[start Given entries]
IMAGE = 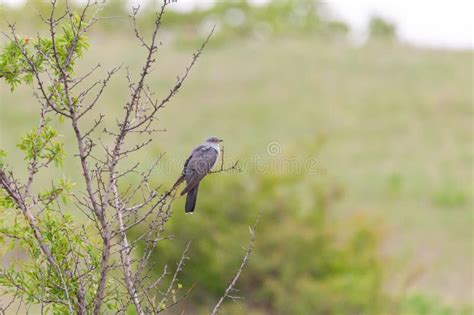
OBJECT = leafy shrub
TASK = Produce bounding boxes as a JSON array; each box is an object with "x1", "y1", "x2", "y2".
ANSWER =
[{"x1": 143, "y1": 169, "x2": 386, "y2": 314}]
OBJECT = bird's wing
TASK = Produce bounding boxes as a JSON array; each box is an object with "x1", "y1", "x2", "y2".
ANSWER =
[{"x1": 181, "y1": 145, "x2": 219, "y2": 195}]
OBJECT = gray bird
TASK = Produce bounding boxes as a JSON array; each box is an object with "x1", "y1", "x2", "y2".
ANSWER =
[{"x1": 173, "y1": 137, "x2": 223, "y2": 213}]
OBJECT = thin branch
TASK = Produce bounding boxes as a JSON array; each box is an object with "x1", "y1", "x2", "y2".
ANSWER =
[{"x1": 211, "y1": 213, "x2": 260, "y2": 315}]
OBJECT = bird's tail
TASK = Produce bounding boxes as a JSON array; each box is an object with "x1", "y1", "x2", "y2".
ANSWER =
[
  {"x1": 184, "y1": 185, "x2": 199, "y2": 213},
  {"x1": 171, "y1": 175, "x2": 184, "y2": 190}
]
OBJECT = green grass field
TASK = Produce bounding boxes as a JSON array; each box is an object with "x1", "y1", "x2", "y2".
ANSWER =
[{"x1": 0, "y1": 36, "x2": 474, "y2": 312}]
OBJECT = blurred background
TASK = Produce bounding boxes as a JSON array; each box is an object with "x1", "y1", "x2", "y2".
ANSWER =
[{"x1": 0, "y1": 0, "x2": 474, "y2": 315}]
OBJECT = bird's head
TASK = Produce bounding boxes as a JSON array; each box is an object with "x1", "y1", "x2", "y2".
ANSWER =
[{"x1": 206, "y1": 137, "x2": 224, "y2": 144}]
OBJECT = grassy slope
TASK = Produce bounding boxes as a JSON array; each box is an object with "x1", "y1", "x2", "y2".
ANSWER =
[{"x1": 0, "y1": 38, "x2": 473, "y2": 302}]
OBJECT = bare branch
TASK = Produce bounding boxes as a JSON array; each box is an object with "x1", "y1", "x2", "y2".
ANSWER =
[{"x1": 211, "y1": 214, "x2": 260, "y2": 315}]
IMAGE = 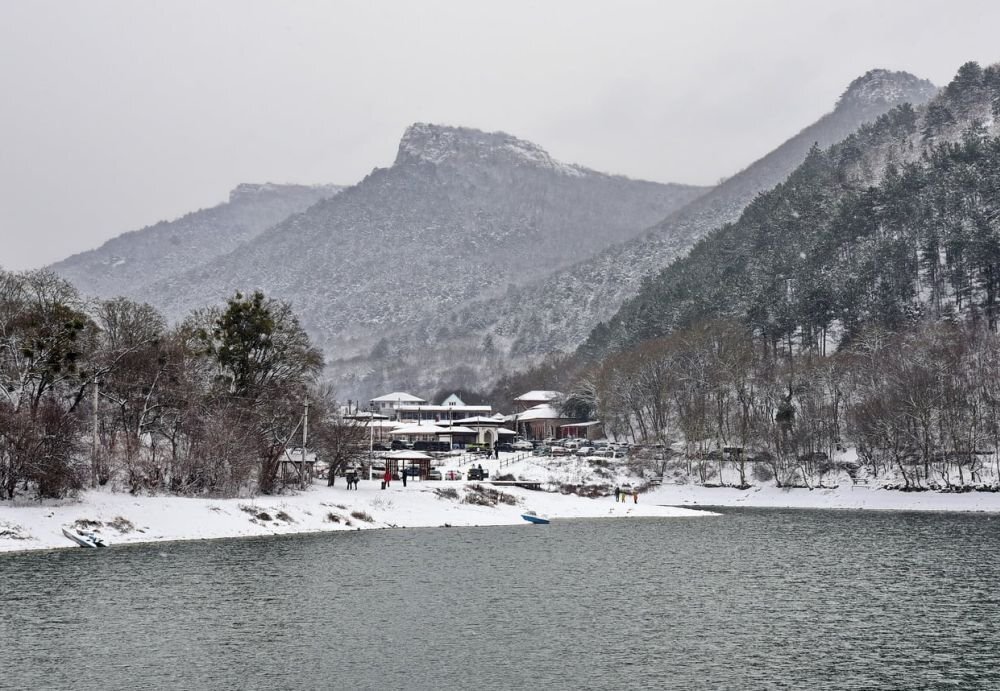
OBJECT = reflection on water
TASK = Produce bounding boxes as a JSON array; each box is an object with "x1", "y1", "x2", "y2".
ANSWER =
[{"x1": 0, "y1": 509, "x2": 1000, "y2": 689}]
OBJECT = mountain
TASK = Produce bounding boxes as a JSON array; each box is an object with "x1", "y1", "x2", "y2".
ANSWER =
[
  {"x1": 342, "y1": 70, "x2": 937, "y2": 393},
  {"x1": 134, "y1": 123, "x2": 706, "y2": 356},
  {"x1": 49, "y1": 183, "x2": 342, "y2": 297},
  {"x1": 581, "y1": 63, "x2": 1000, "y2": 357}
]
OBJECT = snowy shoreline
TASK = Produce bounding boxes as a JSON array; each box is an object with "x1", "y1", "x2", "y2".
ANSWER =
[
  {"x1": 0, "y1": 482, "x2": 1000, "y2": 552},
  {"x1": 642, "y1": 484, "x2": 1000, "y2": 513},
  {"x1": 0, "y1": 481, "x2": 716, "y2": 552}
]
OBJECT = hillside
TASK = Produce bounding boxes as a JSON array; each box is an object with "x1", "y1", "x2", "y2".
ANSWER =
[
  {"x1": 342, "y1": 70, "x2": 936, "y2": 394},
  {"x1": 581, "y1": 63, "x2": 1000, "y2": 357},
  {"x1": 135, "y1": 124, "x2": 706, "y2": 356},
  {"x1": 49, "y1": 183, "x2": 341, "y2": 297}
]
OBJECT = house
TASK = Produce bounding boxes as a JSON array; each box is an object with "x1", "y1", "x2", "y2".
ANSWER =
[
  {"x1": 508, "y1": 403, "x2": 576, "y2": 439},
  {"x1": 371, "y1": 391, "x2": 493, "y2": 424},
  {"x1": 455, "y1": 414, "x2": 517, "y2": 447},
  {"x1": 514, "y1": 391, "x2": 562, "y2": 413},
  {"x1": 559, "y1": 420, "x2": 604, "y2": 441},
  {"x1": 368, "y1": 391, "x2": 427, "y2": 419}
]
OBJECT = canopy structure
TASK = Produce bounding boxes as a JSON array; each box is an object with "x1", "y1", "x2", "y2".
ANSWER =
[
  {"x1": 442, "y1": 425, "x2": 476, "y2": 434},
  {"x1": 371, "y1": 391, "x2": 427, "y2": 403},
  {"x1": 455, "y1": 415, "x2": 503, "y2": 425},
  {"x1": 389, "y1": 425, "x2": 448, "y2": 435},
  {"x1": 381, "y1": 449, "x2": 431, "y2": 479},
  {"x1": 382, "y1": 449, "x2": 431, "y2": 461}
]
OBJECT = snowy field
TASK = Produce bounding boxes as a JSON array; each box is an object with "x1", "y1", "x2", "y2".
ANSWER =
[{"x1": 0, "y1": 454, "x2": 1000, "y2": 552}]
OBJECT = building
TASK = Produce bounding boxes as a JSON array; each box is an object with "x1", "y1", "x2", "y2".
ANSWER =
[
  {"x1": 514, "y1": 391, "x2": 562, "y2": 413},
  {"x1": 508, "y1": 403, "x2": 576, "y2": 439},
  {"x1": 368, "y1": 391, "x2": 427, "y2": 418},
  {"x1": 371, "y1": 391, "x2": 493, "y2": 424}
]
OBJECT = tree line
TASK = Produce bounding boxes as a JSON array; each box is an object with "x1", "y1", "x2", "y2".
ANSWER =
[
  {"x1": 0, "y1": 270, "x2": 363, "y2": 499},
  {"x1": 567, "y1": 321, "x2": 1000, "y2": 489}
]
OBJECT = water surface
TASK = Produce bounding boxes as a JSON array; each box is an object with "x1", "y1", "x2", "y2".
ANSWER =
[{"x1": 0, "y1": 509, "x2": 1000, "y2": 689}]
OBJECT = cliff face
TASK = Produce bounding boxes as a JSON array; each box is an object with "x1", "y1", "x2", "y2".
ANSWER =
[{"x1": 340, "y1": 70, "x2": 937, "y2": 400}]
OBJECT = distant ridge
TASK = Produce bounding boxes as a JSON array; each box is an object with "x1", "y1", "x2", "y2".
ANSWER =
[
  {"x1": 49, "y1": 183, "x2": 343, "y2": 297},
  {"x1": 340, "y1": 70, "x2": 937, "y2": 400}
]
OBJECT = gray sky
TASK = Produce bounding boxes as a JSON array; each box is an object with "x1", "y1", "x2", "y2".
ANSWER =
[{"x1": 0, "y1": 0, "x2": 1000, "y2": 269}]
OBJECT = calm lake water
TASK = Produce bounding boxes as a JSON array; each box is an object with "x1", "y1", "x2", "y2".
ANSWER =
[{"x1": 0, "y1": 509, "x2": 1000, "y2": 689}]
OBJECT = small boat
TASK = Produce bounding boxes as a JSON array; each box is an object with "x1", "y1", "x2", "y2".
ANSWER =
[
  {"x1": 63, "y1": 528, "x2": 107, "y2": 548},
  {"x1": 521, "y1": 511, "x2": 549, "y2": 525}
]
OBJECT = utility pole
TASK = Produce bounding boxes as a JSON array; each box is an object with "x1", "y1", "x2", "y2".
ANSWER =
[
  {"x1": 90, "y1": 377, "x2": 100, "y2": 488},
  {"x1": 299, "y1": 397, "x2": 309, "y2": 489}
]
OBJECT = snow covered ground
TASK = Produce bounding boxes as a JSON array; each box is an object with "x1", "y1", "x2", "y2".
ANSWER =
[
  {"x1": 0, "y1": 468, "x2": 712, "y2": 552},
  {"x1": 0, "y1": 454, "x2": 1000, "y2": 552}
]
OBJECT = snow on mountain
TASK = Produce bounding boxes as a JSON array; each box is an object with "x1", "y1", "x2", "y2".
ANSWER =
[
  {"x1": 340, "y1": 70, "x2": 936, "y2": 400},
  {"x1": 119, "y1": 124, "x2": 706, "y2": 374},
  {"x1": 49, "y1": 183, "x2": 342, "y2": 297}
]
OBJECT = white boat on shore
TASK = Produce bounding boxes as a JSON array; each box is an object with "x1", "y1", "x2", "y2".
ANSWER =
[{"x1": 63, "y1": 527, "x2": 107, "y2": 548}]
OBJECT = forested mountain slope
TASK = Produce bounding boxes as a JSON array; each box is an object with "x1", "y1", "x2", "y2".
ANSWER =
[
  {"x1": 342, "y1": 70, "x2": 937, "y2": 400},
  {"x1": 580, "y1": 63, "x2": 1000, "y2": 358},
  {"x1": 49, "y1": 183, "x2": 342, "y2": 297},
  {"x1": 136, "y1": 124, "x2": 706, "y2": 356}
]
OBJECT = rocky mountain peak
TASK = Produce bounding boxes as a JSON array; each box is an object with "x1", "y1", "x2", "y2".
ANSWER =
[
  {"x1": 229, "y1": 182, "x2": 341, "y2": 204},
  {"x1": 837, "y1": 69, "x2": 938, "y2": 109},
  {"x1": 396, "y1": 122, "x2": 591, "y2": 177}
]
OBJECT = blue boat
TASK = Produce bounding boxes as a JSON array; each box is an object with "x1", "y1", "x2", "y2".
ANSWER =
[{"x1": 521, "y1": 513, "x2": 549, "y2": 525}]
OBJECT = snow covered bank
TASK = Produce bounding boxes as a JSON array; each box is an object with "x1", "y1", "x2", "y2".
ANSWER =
[end Given entries]
Give as a JSON list of strings every line of the records, starting with the line that contains "OBJECT = snow covered ground" and going on through the last line of the records. Use one string per line and leave out blank lines.

[
  "OBJECT = snow covered ground",
  "TASK = Produce bounding boxes as a JSON array; each box is an object with \"x1\", \"y1\", \"x2\", \"y2\".",
  "ANSWER =",
  "[",
  "  {\"x1\": 0, \"y1\": 468, \"x2\": 712, \"y2\": 552},",
  "  {\"x1\": 0, \"y1\": 454, \"x2\": 1000, \"y2\": 552}",
  "]",
  "OBJECT = snow on mountain",
  "TASK = Produce bounding boxes as a JSON array; each box is an object with \"x1\", \"y1\", \"x2\", \"y2\".",
  "ANSWER =",
  "[",
  "  {\"x1\": 340, \"y1\": 70, \"x2\": 936, \"y2\": 400},",
  "  {\"x1\": 119, \"y1\": 124, \"x2\": 706, \"y2\": 374},",
  "  {\"x1\": 49, \"y1\": 183, \"x2\": 342, \"y2\": 297}",
  "]",
  "OBJECT = white boat on shore",
  "TASK = Produce bounding boxes as a JSON array; each box is an object with \"x1\", \"y1\", \"x2\", \"y2\".",
  "ANSWER =",
  "[{\"x1\": 63, \"y1\": 527, \"x2\": 107, \"y2\": 548}]",
  "OBJECT = forested mountain slope",
  "TASK = Produce bounding boxes as a JSON array; each box is an object with \"x1\", \"y1\", \"x2\", \"y2\".",
  "ANSWER =",
  "[",
  "  {\"x1\": 342, \"y1\": 70, \"x2\": 937, \"y2\": 400},",
  "  {\"x1\": 580, \"y1\": 63, \"x2\": 1000, \"y2\": 358},",
  "  {\"x1\": 49, \"y1\": 183, \"x2\": 342, \"y2\": 297},",
  "  {\"x1\": 136, \"y1\": 124, \"x2\": 706, \"y2\": 356}",
  "]",
  "OBJECT = rocky mountain peak",
  "TASK = Produce bounding boxes as a JSON array; each box is an object with \"x1\", \"y1\", \"x2\", \"y2\".",
  "ANSWER =",
  "[",
  "  {\"x1\": 229, \"y1\": 182, \"x2\": 341, \"y2\": 204},",
  "  {\"x1\": 837, \"y1\": 69, \"x2\": 938, \"y2\": 109},",
  "  {\"x1\": 396, \"y1\": 122, \"x2\": 591, \"y2\": 177}",
  "]",
  "OBJECT = blue boat",
  "TASK = Produce bounding boxes as a JSON array; each box is an object with \"x1\", \"y1\", \"x2\", \"y2\".",
  "ANSWER =",
  "[{\"x1\": 521, \"y1\": 513, \"x2\": 549, \"y2\": 525}]",
  "OBJECT = snow covered bank",
  "TASK = Produce bounding boxes as a JSON array; each box is an object with \"x1\", \"y1\", \"x2\", \"y2\".",
  "ANSWER ="
]